▶ _Data extract_:
++++++

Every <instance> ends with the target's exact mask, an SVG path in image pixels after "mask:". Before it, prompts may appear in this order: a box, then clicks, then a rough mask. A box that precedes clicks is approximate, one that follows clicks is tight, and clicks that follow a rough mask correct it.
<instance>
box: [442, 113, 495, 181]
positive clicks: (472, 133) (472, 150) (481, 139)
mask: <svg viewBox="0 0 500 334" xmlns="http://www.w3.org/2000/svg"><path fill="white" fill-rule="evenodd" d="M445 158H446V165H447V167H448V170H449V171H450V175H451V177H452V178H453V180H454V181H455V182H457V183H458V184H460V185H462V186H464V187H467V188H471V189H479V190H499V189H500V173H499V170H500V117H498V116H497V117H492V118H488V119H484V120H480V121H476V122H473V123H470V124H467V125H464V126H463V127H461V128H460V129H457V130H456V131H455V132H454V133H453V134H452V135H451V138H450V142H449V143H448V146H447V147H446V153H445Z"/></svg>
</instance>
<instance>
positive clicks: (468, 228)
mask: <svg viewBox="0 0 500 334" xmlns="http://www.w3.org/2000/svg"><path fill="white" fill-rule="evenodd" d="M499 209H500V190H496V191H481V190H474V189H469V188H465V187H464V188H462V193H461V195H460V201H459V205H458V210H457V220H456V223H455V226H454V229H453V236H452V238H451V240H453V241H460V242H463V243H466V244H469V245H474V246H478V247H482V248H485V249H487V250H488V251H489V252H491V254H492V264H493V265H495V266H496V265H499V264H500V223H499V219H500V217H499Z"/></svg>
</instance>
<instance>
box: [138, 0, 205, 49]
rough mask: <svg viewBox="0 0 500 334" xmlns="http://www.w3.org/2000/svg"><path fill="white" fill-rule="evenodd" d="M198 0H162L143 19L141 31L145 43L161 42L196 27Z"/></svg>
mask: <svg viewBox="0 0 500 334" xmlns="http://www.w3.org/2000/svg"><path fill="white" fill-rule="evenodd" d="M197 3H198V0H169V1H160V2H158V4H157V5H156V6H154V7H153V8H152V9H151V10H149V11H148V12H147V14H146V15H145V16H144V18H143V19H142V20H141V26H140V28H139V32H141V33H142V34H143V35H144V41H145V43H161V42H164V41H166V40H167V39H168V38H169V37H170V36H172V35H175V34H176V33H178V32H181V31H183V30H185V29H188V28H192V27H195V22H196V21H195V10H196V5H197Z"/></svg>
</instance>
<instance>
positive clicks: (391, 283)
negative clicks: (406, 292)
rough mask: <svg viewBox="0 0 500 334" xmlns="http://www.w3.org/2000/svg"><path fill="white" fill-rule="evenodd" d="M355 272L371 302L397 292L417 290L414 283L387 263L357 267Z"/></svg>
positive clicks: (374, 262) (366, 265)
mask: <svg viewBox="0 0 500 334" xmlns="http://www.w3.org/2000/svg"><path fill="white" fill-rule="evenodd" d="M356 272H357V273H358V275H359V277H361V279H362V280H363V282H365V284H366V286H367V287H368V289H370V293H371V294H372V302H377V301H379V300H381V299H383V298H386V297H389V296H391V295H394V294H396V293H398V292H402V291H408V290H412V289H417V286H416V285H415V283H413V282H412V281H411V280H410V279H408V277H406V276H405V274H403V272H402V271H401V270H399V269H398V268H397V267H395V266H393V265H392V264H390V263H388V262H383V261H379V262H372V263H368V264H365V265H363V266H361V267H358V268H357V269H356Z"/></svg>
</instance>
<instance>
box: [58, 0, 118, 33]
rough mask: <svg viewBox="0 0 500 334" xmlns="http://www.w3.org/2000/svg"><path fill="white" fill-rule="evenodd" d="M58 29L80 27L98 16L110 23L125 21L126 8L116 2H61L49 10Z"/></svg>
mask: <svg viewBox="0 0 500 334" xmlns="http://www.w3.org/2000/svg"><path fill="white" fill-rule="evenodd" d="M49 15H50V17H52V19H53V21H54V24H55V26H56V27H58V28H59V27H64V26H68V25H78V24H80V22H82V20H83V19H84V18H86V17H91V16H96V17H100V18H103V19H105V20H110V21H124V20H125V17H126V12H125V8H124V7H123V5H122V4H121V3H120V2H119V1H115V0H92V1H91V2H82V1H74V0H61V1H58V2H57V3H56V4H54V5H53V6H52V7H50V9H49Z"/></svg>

++++++

▶ _Assignment_:
Each record above should be given again exactly as it appears.

▶ _Answer section_:
Every <instance> ends with the target's exact mask, an SVG path in image pixels after "mask:". Before it, prompts may appear in this order: a box, then clicks, then a rough mask. A box that precedes clicks is approximate, one that follows clicks is tight, and clicks that follow a rough mask correct it.
<instance>
box: [442, 113, 495, 181]
positive clicks: (472, 133) (472, 150) (481, 139)
mask: <svg viewBox="0 0 500 334" xmlns="http://www.w3.org/2000/svg"><path fill="white" fill-rule="evenodd" d="M445 158H446V165H447V167H448V170H449V171H450V175H451V177H452V178H453V180H454V181H455V182H457V183H458V184H460V185H462V186H464V187H467V188H471V189H479V190H499V189H500V173H499V170H500V117H498V116H497V117H492V118H488V119H484V120H480V121H476V122H473V123H470V124H467V125H464V126H463V127H461V128H460V129H457V130H456V131H455V132H454V133H453V134H452V135H451V138H450V142H449V143H448V146H447V147H446V153H445Z"/></svg>
</instance>
<instance>
positive clicks: (468, 228)
mask: <svg viewBox="0 0 500 334" xmlns="http://www.w3.org/2000/svg"><path fill="white" fill-rule="evenodd" d="M499 209H500V190H496V191H481V190H474V189H469V188H465V187H464V188H462V193H461V195H460V201H459V205H458V210H457V220H456V223H455V226H454V229H453V236H452V238H451V240H453V241H460V242H463V243H466V244H469V245H474V246H478V247H482V248H485V249H487V250H488V251H489V252H491V254H492V264H493V265H495V266H496V265H499V264H500V223H499V219H500V217H499Z"/></svg>
</instance>
<instance>
box: [138, 0, 205, 49]
rough mask: <svg viewBox="0 0 500 334" xmlns="http://www.w3.org/2000/svg"><path fill="white" fill-rule="evenodd" d="M198 0H162L143 19L141 31L145 43L161 42L196 27Z"/></svg>
mask: <svg viewBox="0 0 500 334" xmlns="http://www.w3.org/2000/svg"><path fill="white" fill-rule="evenodd" d="M197 3H198V0H169V1H160V2H158V4H157V5H156V6H154V7H153V8H152V9H151V10H149V11H148V12H147V14H146V15H145V16H144V18H143V19H142V20H141V26H140V28H139V32H141V33H142V34H143V35H144V41H145V43H161V42H164V41H166V40H167V39H168V38H169V37H170V36H172V35H175V34H176V33H178V32H181V31H183V30H185V29H188V28H192V27H195V22H196V21H195V10H196V5H197Z"/></svg>
</instance>
<instance>
positive clicks: (391, 283)
negative clicks: (406, 292)
rough mask: <svg viewBox="0 0 500 334" xmlns="http://www.w3.org/2000/svg"><path fill="white" fill-rule="evenodd" d="M355 272L371 302L397 292L417 290L414 283L387 263L357 267Z"/></svg>
positive clicks: (374, 262) (366, 265)
mask: <svg viewBox="0 0 500 334" xmlns="http://www.w3.org/2000/svg"><path fill="white" fill-rule="evenodd" d="M356 272H357V273H358V275H359V277H361V279H362V280H363V282H365V284H366V286H367V287H368V289H370V293H371V294H372V302H377V301H379V300H381V299H383V298H386V297H389V296H391V295H394V294H396V293H398V292H402V291H408V290H412V289H417V286H416V285H415V283H413V282H412V281H411V280H410V279H408V277H406V276H405V274H403V272H402V271H401V270H399V269H398V268H397V267H395V266H393V265H392V264H390V263H388V262H383V261H379V262H372V263H368V264H365V265H363V266H361V267H358V268H357V269H356Z"/></svg>
</instance>
<instance>
box: [58, 0, 118, 33]
rough mask: <svg viewBox="0 0 500 334" xmlns="http://www.w3.org/2000/svg"><path fill="white" fill-rule="evenodd" d="M58 29L80 27L98 16L110 23L125 21L126 8L116 2H61L49 10Z"/></svg>
mask: <svg viewBox="0 0 500 334" xmlns="http://www.w3.org/2000/svg"><path fill="white" fill-rule="evenodd" d="M49 15H50V17H52V19H53V21H54V24H55V26H56V27H58V28H59V27H64V26H68V25H78V24H80V22H82V20H83V19H84V18H86V17H91V16H96V17H100V18H103V19H105V20H110V21H124V20H125V17H126V12H125V8H124V7H123V5H122V4H121V3H120V2H119V1H115V0H92V1H91V2H82V1H74V0H61V1H58V2H57V3H56V4H54V5H53V6H52V7H50V9H49Z"/></svg>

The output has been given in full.